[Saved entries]
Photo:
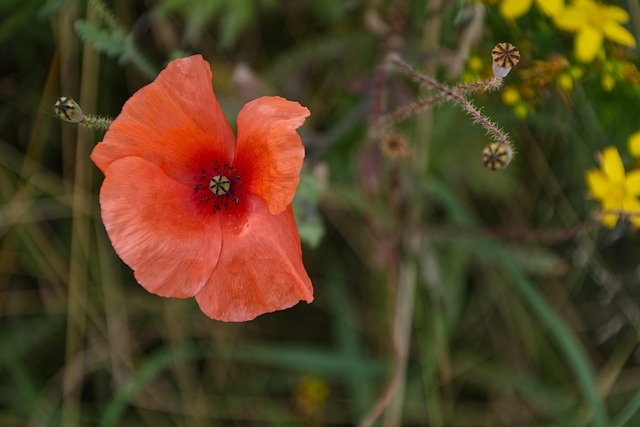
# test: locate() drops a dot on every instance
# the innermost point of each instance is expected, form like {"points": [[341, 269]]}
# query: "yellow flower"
{"points": [[617, 192], [510, 95], [592, 22], [514, 9], [634, 144]]}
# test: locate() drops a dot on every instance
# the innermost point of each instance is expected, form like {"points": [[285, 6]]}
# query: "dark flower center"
{"points": [[219, 185]]}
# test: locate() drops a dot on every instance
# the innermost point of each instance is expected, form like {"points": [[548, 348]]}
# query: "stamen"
{"points": [[223, 184]]}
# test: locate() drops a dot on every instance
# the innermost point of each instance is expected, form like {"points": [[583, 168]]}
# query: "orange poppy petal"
{"points": [[159, 228], [260, 269], [173, 122], [269, 153]]}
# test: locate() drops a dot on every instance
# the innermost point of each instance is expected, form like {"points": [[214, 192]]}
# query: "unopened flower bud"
{"points": [[505, 57], [68, 110]]}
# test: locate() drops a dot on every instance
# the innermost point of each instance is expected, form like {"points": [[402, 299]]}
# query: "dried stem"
{"points": [[420, 105], [491, 128]]}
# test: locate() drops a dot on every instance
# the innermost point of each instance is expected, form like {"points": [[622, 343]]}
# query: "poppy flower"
{"points": [[196, 212]]}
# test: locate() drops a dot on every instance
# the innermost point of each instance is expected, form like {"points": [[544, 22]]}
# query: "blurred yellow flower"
{"points": [[564, 82], [592, 22], [510, 95], [514, 9], [634, 144], [617, 192]]}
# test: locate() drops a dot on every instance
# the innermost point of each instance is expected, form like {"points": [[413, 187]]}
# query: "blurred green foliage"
{"points": [[488, 298]]}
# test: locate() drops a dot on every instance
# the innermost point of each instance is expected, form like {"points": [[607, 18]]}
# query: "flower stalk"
{"points": [[495, 156]]}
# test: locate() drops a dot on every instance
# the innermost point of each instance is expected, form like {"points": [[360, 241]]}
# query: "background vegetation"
{"points": [[446, 294]]}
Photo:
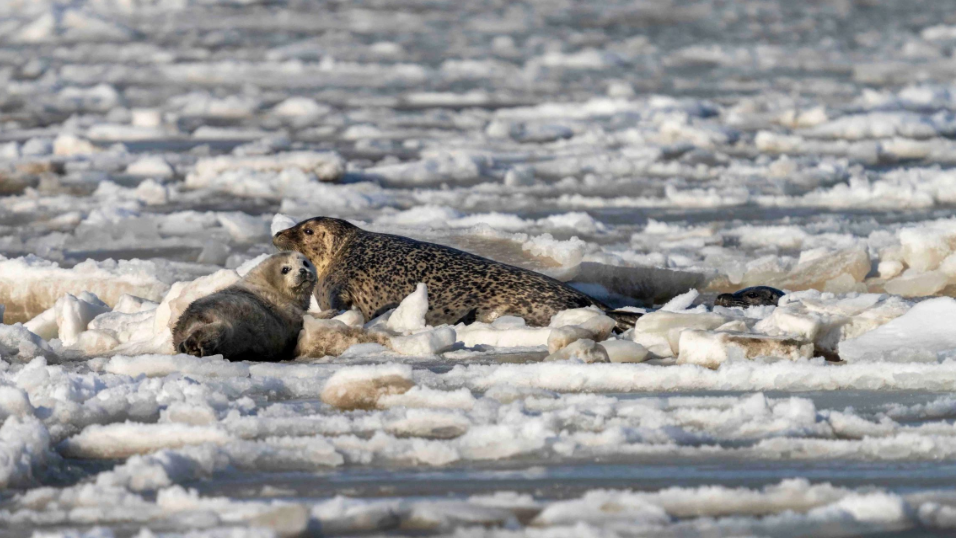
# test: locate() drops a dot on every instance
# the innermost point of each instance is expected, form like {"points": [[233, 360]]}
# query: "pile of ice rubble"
{"points": [[111, 317], [97, 379]]}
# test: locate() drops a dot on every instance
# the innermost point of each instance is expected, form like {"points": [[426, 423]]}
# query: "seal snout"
{"points": [[727, 300]]}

EXERCISE REQUIREMENTS :: Produce the entries again, word for word, without any of their pictures.

RESPONSE ::
Photo:
# test: locate() drops a dot on every instance
# the innermost point of each instance is expected, form like {"points": [[341, 269]]}
# query: "yellow flower"
{"points": [[617, 192], [510, 95], [592, 22], [514, 9], [634, 144]]}
# test: locate() drops a dot on every instance
# the innermost point of each instance is expected, form like {"points": [[285, 6]]}
# query: "dark flower center"
{"points": [[219, 185]]}
# test: locate() drops a dot on every instance
# the innermost point of each instance is expected, form like {"points": [[548, 348]]}
# query: "stamen"
{"points": [[223, 184]]}
# test: locate() drops a dot on every instance
# the innermost point of each instance is expected, form like {"points": [[583, 168]]}
# query: "orange poppy petal"
{"points": [[159, 228], [260, 269], [173, 122], [269, 153]]}
# test: locate() drops a dot on every instance
# the innermost point of each instance is expected, form like {"points": [[214, 192]]}
# query: "unopened flower bud"
{"points": [[505, 57], [68, 110]]}
# test: locate() drops a dot on every instance
# the innermost point of each instance is expected, form like {"points": [[402, 299]]}
# query: "dried stem"
{"points": [[420, 105], [491, 128]]}
# test: locate() drops a dot on every instance
# the innermost point of each instance is expected, form like {"points": [[622, 343]]}
# query: "poppy flower"
{"points": [[196, 212]]}
# test: locate() drops a dot on every instance
# the innermost point of each instance is expected, form like {"points": [[544, 22]]}
# query: "blurred yellow flower"
{"points": [[564, 82], [592, 22], [510, 95], [514, 9], [634, 144], [617, 192]]}
# test: locate() drops a dot on every instance
# the innermost point of each instance is expected, form like {"points": [[413, 187]]}
# query: "blurred green foliage"
{"points": [[488, 298]]}
# test: locate() drops a dot on every instance
# the innermost point of each instance is expected, form like {"points": [[607, 18]]}
# query: "flower stalk"
{"points": [[495, 156]]}
# test: locate() drops a dot on every instance
# the innermost point of each instance is expected, form like {"points": [[360, 241]]}
# query: "background vegetation"
{"points": [[446, 294]]}
Photo:
# test: locate() drops a dot on every instance
# the innermost point of each instance is expected, form like {"points": [[233, 360]]}
# query: "pile of ice rubble"
{"points": [[111, 317], [97, 379]]}
# test: locate() drops a dot on every instance
# the innermost point of each instance is expected, form like {"points": [[426, 423]]}
# query: "seal snout"
{"points": [[727, 300]]}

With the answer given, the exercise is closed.